Records provided>
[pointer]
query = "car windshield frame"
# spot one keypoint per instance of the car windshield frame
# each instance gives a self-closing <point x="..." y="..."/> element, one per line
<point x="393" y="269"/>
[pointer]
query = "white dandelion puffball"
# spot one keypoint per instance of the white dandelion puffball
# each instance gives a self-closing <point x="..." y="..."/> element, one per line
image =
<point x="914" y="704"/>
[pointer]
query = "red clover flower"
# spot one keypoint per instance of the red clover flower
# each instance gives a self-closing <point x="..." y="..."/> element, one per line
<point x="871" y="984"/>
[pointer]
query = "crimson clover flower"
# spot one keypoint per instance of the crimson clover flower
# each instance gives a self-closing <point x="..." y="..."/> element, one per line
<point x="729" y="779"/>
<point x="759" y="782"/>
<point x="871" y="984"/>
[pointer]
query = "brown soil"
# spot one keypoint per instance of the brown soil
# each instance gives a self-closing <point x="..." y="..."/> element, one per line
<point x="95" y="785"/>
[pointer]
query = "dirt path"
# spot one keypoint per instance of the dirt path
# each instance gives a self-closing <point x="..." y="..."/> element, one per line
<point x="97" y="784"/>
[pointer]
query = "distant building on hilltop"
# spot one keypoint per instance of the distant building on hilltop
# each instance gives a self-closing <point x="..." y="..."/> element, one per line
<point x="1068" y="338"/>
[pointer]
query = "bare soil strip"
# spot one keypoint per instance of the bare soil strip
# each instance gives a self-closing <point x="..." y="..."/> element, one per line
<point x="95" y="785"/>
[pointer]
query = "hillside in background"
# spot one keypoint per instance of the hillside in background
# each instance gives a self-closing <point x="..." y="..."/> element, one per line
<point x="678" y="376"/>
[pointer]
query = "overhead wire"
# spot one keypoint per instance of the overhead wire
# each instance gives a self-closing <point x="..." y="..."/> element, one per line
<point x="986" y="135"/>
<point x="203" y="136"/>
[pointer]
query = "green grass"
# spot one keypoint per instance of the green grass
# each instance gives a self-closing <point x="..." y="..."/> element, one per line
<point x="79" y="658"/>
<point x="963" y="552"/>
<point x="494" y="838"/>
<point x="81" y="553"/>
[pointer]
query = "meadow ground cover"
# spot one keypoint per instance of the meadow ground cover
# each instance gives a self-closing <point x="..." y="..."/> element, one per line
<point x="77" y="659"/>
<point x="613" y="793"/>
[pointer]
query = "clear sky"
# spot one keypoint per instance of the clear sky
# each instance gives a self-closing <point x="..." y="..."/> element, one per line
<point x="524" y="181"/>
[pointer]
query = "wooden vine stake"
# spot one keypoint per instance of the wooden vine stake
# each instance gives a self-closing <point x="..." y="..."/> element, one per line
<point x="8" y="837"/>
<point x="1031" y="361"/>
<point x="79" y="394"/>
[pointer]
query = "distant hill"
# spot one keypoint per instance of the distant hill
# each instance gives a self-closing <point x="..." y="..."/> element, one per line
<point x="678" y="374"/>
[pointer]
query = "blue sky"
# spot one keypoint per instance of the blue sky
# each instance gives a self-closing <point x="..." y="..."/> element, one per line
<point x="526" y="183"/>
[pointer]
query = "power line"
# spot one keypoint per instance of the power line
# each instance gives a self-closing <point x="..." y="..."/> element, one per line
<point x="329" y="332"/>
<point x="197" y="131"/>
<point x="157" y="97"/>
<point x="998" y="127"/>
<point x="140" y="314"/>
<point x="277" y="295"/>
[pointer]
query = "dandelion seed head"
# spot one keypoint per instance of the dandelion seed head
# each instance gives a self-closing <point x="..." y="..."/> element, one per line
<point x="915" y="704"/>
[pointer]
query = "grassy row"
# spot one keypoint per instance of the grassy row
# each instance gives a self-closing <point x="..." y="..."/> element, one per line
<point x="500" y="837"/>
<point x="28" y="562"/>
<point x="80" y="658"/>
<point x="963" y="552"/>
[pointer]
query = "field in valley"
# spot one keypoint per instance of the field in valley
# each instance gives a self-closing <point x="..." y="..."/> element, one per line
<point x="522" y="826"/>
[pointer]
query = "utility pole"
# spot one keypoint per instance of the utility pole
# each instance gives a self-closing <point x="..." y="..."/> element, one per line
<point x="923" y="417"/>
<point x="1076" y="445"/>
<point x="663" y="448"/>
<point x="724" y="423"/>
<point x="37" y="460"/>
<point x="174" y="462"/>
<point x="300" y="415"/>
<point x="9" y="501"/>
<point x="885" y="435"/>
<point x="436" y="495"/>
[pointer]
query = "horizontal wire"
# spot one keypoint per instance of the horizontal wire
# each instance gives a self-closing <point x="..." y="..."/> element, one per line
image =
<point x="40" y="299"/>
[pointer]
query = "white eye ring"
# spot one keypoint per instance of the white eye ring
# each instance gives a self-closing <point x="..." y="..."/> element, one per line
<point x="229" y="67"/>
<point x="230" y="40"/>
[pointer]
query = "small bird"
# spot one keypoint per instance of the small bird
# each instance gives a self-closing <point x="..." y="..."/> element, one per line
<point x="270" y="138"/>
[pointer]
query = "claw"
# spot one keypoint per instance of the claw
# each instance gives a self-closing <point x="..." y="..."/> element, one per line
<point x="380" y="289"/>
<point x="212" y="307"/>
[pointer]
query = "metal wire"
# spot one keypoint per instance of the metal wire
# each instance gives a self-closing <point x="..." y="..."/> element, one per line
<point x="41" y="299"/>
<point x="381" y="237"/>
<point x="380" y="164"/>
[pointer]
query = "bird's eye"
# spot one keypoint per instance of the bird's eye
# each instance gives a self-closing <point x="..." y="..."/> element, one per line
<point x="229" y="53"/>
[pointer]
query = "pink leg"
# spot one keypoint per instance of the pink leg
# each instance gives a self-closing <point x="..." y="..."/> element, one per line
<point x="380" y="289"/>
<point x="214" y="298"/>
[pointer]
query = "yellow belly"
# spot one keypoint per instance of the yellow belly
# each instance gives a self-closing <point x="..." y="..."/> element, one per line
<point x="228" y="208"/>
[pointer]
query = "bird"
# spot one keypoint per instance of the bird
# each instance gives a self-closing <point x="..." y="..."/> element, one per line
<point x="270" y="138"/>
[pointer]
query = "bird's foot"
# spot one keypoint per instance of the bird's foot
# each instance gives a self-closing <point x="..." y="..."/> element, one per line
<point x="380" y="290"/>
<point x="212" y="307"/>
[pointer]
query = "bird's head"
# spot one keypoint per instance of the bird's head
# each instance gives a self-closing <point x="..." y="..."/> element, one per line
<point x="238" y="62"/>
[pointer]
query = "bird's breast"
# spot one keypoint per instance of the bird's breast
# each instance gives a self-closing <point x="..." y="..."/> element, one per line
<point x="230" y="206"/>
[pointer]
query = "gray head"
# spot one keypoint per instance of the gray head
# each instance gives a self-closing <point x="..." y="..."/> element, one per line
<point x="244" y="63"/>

Work to do> Set down every line of the listing above again, exactly as given.

Written response>
[pointer]
query = "car windshield frame"
# spot one keypoint per instance of the car windshield frame
# each instance gives a self-closing <point x="..." y="..."/> element, one per line
<point x="393" y="269"/>
[pointer]
query = "white dandelion puffball"
# spot one keypoint per instance of the white dandelion puffball
# each instance gives a self-closing <point x="..." y="..."/> element, one per line
image =
<point x="914" y="704"/>
[pointer]
query = "red clover flower"
# spot one keypoint per instance of the red clover flower
# each instance gives a self-closing <point x="..." y="..."/> element, one per line
<point x="871" y="984"/>
[pointer]
query = "crimson clover flower"
# spot one keypoint per instance of the crimson clover flower
# each instance gives a self-closing <point x="..." y="..."/> element, one per line
<point x="729" y="779"/>
<point x="759" y="782"/>
<point x="871" y="984"/>
[pointer]
query = "brown soil"
# spot one keypoint per instance of the brown soil
# each instance gives a self-closing <point x="..." y="..."/> element, one per line
<point x="95" y="785"/>
[pointer]
query = "dirt path"
# spot one keypoint per instance of the dirt path
# each instance gives a self-closing <point x="..." y="..."/> element, one per line
<point x="97" y="784"/>
[pointer]
query = "distant building on hilltop"
# spot one keypoint per instance of the distant building on hilltop
# each instance gives a self-closing <point x="..." y="..."/> element, one per line
<point x="1068" y="338"/>
[pointer]
query = "bare soil strip"
# spot one keypoint per instance of the bare soil strip
# each instance gives a self-closing <point x="..." y="..."/> element, one per line
<point x="95" y="785"/>
[pointer]
query = "hillside in background"
# spot one keypoint per instance of the hillside in background
# each instance gives a self-closing <point x="..." y="..."/> element, one per line
<point x="678" y="376"/>
[pointer]
query = "overhead wire"
# spot one keypoint per instance of the overhead wire
# each instance gives a self-closing <point x="..." y="..."/> element, one per line
<point x="986" y="135"/>
<point x="203" y="136"/>
[pointer]
query = "green grass"
# spot one keypoint per instance of the green grass
# each instance gives a self-closing <point x="..." y="..."/> element, one per line
<point x="79" y="658"/>
<point x="963" y="552"/>
<point x="494" y="838"/>
<point x="81" y="553"/>
[pointer]
query = "meadow ground cover"
# spot one keypoint per instance of the meadow ground cover
# each instance gives a self-closing <point x="..." y="..."/> element, one per line
<point x="77" y="659"/>
<point x="613" y="793"/>
[pointer]
query = "clear sky"
# spot one keypoint per instance of the clear sky
# each instance gives a self-closing <point x="..." y="..."/> element, one per line
<point x="524" y="181"/>
[pointer]
query = "wooden vine stake"
# spot one keypoint per instance of the wooden vine stake
# each instance gives a self-closing <point x="..." y="..."/> element, one per line
<point x="8" y="837"/>
<point x="1031" y="361"/>
<point x="79" y="394"/>
[pointer]
query = "distant hill"
# spot one keypoint per instance of the distant hill
# each instance gives a self-closing <point x="..." y="..."/> element, one per line
<point x="678" y="374"/>
[pointer]
query = "blue sky"
# spot one keypoint per instance of the blue sky
# each instance gives a self-closing <point x="..." y="..."/> element, one per line
<point x="526" y="183"/>
[pointer]
query = "power line"
# spot one keypoint per instance of the power line
# each instance gives a self-closing <point x="..." y="..."/> element, one per line
<point x="329" y="332"/>
<point x="197" y="131"/>
<point x="157" y="97"/>
<point x="998" y="127"/>
<point x="140" y="314"/>
<point x="277" y="295"/>
[pointer]
query = "dandelion seed head"
# spot one keypoint per instance of the dandelion seed head
# each instance gives a self-closing <point x="..." y="..."/> element, one per line
<point x="915" y="704"/>
[pointer]
query = "grassy row"
# spot one keypoint per instance of the grassy row
# each instance gives a self-closing <point x="..." y="..."/> element, one per line
<point x="500" y="837"/>
<point x="28" y="562"/>
<point x="80" y="658"/>
<point x="963" y="552"/>
[pointer]
query = "field in valley"
# spot one keypoint per instance of the field in valley
# each instance gives a self-closing <point x="..." y="..."/> element, one per line
<point x="522" y="826"/>
[pointer]
query = "utility pole"
# spot one keypoint per instance of the utility pole
# each instance gives a self-closing <point x="..." y="..."/> element, one per line
<point x="923" y="417"/>
<point x="1076" y="445"/>
<point x="663" y="448"/>
<point x="724" y="423"/>
<point x="37" y="460"/>
<point x="174" y="462"/>
<point x="300" y="415"/>
<point x="9" y="501"/>
<point x="885" y="435"/>
<point x="436" y="495"/>
[pointer]
query = "horizontal wire"
# spot one keypoint per instance of the horizontal wire
# each instance gives a self-closing <point x="..." y="..."/> element, one per line
image =
<point x="40" y="299"/>
[pointer]
query = "white eye ring"
# spot one keypoint per instance of the white eye ring
# each instance gives a self-closing <point x="..." y="..."/> element, one per line
<point x="229" y="67"/>
<point x="230" y="40"/>
[pointer]
query = "small bird"
# spot one keypoint per instance of the small bird
# each instance gives a self-closing <point x="..." y="..."/> element, one per line
<point x="270" y="138"/>
[pointer]
query = "claw"
# spot one keypoint per instance of the claw
# each instance gives a self-closing <point x="..." y="..."/> element, one per line
<point x="380" y="289"/>
<point x="212" y="307"/>
[pointer]
query = "metal wire"
# spot one keypoint per instance of the metal wire
# each instance gives a self-closing <point x="..." y="..."/> element, one per line
<point x="41" y="299"/>
<point x="381" y="237"/>
<point x="380" y="164"/>
[pointer]
query = "bird's eye"
# spot one keypoint per instance of the bird's eye
# each instance gives a self-closing <point x="..." y="..."/> element, one per line
<point x="229" y="53"/>
[pointer]
query = "pink leg"
# spot one keypoint per instance of the pink leg
# each instance gives a self-closing <point x="..." y="..."/> element, one per line
<point x="380" y="289"/>
<point x="214" y="298"/>
[pointer]
query = "yellow belly"
# spot one keypoint per instance of the yellow belly
# each instance gives a self-closing <point x="..." y="..."/> element, one per line
<point x="228" y="208"/>
[pointer]
query = "bird"
# spot one keypoint per instance of the bird
# each instance gives a self-closing <point x="..." y="..."/> element, one per line
<point x="270" y="138"/>
[pointer]
query = "bird's foot"
# spot one keypoint per instance of the bird's foot
# each instance gives a self-closing <point x="..." y="..."/> element, one per line
<point x="380" y="290"/>
<point x="212" y="307"/>
[pointer]
query = "bird's head"
# spot one keypoint per instance of the bird's head
# each instance gives a self-closing <point x="..." y="..."/> element, one per line
<point x="238" y="62"/>
[pointer]
query = "bird's breast"
# spot one keypoint per instance of the bird's breast
# each instance gives a self-closing <point x="..." y="..."/> element, one per line
<point x="230" y="206"/>
[pointer]
query = "gray head"
# spot one keypoint per instance of the gray head
# each instance gives a self-closing <point x="..." y="..."/> element, one per line
<point x="244" y="63"/>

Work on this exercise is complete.